_TASK TO CARRY OUT_. The result should be the listing below, restated exactly, with its pictures left out.

_DATA SECTION_.

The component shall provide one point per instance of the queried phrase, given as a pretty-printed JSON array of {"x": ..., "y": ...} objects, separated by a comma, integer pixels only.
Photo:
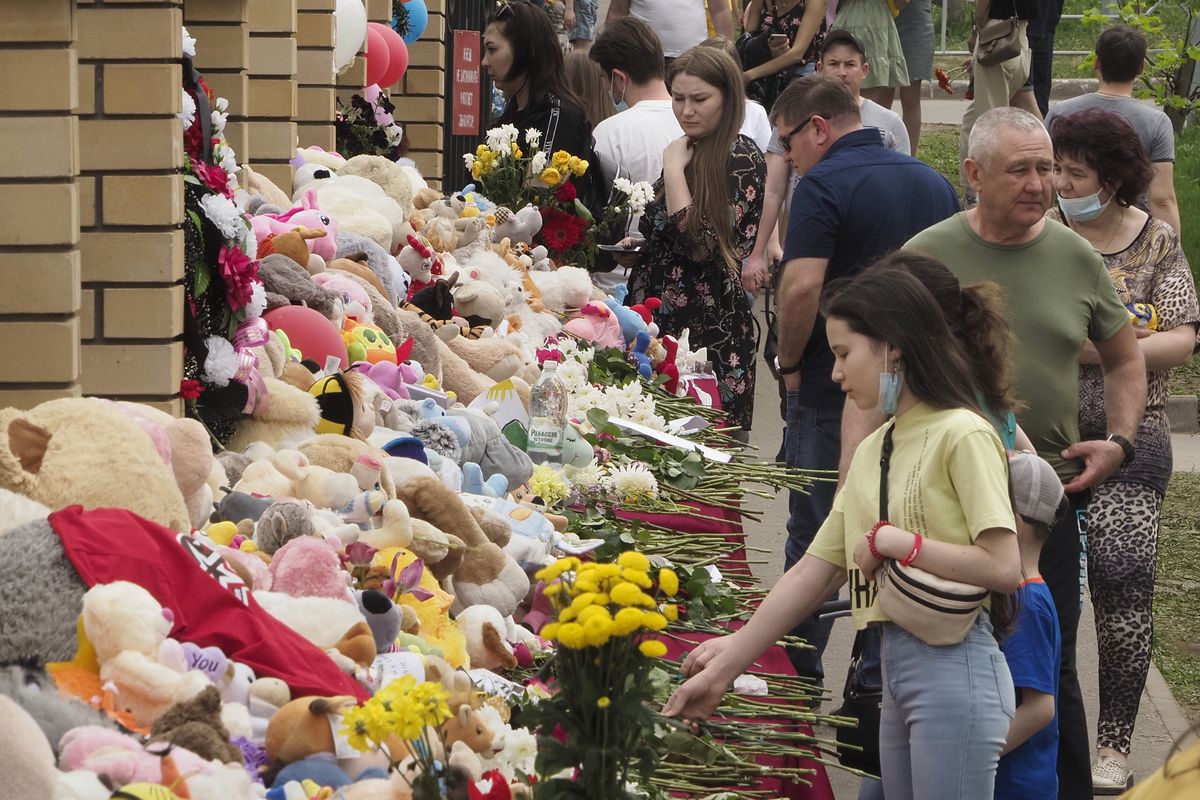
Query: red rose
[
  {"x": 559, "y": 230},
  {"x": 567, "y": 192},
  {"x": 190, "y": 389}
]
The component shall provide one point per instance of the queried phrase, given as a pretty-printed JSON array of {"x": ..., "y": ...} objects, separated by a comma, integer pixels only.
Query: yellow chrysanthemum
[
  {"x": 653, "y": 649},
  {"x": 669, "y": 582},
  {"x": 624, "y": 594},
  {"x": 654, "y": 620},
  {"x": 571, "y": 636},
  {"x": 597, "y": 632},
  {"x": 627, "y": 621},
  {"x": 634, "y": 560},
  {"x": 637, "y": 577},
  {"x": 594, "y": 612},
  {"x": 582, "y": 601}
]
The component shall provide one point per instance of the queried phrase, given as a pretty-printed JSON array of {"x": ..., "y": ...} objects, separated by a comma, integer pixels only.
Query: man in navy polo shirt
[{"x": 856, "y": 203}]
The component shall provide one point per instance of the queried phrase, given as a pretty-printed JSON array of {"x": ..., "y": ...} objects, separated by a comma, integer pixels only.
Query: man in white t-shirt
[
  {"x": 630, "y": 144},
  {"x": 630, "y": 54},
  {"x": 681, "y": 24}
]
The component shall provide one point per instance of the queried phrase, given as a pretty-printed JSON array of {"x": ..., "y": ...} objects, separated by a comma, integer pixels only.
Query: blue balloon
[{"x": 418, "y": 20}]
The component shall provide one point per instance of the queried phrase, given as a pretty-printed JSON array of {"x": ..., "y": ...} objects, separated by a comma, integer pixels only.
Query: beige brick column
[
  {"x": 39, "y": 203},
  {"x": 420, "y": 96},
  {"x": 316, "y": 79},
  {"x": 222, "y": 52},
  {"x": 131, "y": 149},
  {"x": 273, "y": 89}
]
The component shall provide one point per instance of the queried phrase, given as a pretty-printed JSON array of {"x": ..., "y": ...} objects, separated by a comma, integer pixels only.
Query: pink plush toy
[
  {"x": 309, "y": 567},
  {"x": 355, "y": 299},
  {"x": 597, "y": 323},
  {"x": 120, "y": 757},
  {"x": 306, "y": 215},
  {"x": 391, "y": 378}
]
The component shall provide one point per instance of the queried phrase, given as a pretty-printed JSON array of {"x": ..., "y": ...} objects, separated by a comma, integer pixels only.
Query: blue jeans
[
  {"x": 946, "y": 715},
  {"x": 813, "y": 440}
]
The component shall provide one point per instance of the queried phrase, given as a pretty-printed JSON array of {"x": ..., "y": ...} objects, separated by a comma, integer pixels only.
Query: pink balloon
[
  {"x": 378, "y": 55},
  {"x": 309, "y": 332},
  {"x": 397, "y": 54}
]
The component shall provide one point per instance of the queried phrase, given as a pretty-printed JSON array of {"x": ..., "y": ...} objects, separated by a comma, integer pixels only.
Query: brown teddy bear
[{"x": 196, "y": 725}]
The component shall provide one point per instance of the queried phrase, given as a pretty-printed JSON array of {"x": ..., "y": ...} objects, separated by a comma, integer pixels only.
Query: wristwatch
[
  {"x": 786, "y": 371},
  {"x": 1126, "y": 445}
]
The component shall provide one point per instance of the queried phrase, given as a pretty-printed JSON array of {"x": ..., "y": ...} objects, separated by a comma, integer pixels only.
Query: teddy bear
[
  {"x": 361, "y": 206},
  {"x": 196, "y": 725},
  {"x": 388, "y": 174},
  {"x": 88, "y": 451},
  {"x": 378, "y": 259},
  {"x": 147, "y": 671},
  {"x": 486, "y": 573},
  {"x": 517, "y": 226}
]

_TASK RESPONSE_.
The component shall provide one point per instance of the queried phrase, given as a pretty-printed JSON array of {"x": ..., "y": ...} objects, separated by a comma, integer pixels only.
Photo:
Query: red rose
[
  {"x": 559, "y": 230},
  {"x": 567, "y": 192},
  {"x": 190, "y": 389}
]
The component shall provide one point per instance of the queried phrase, given as a pretty-printed JSON array of {"x": ..., "y": ...} objects, separated by a comma, integer pixels only.
Query: yellow chrysanthemum
[
  {"x": 653, "y": 649},
  {"x": 669, "y": 582},
  {"x": 624, "y": 594},
  {"x": 654, "y": 620},
  {"x": 571, "y": 636},
  {"x": 597, "y": 632},
  {"x": 627, "y": 621},
  {"x": 634, "y": 560},
  {"x": 637, "y": 577},
  {"x": 594, "y": 612},
  {"x": 582, "y": 601}
]
The component shall provide one point per instance of the queried phrase, given as a pretty-printed JSON array of {"x": ..., "y": ...} objects, separated by a comma, integer pixels only.
Query: man in navy polo shirt
[{"x": 856, "y": 203}]
The component shall provide one point per instance of the queried phrase, given as a pretty-printed JSON array of {"x": ..., "y": ...} objects, separated by a comma, integer pixels only.
Query: man in white t-shirt
[
  {"x": 630, "y": 144},
  {"x": 630, "y": 54},
  {"x": 681, "y": 24}
]
The component shall provide one point per instance of the queried phrase, given as a pretty-printed JSON array of {"x": ..., "y": ...} objects, separated by a comma, integer pixels only.
Query: blue balloon
[{"x": 418, "y": 20}]
The component shall provide one point per instance of the queried phrase, given as a pretty-printed JSON array of {"x": ..., "y": ...} objects, separated by a comma, integer pixels only.
Query: beige brick column
[
  {"x": 39, "y": 203},
  {"x": 420, "y": 96},
  {"x": 316, "y": 79},
  {"x": 222, "y": 52},
  {"x": 131, "y": 149},
  {"x": 273, "y": 89}
]
The component shall provide one point per instance of the queried phrase, given as a pretty-printed JSON array of {"x": ..., "y": ...} objects, separated by a comma, integer pixels only.
Query: pink plush toy
[
  {"x": 309, "y": 567},
  {"x": 355, "y": 299},
  {"x": 597, "y": 323},
  {"x": 120, "y": 757},
  {"x": 306, "y": 215},
  {"x": 391, "y": 378}
]
The component shall provide one point per instance of the queried phrase, given as a pretty-printed JSON array of {"x": ..., "y": ...} objects, separated by a comma, integer pixels only.
Query: blue jeans
[
  {"x": 946, "y": 715},
  {"x": 813, "y": 440}
]
The component shall provide one point per instance of the queried phrase, given as a pretty-printed JSON array of {"x": ..., "y": ...} objects, separated by a comma, integer pixels only.
Query: pink balloon
[
  {"x": 378, "y": 55},
  {"x": 309, "y": 332},
  {"x": 397, "y": 54}
]
The component shall provide one point per instance of the queried phrase, given as a pretty-printed JSON array of {"x": ..., "y": ...} objects, separated by a comma, integer pixels only.
Query: brown teddy bear
[{"x": 196, "y": 725}]
The component shall provide one point per instance of the queried phrase, given as a pretty-printed JSON array of {"x": ..., "y": ...} objects, separated by a comma, integer pixels only.
Query: wristwatch
[
  {"x": 786, "y": 371},
  {"x": 1126, "y": 445}
]
The component shall provide one point per instance of the queried phrase, given as a pretty-printed JSON array of {"x": ..., "y": ...} objects, separated by a comma, integer pixels only.
Query: teddy bear
[
  {"x": 361, "y": 206},
  {"x": 196, "y": 725},
  {"x": 388, "y": 174},
  {"x": 88, "y": 451},
  {"x": 378, "y": 259},
  {"x": 147, "y": 671},
  {"x": 486, "y": 573},
  {"x": 517, "y": 226}
]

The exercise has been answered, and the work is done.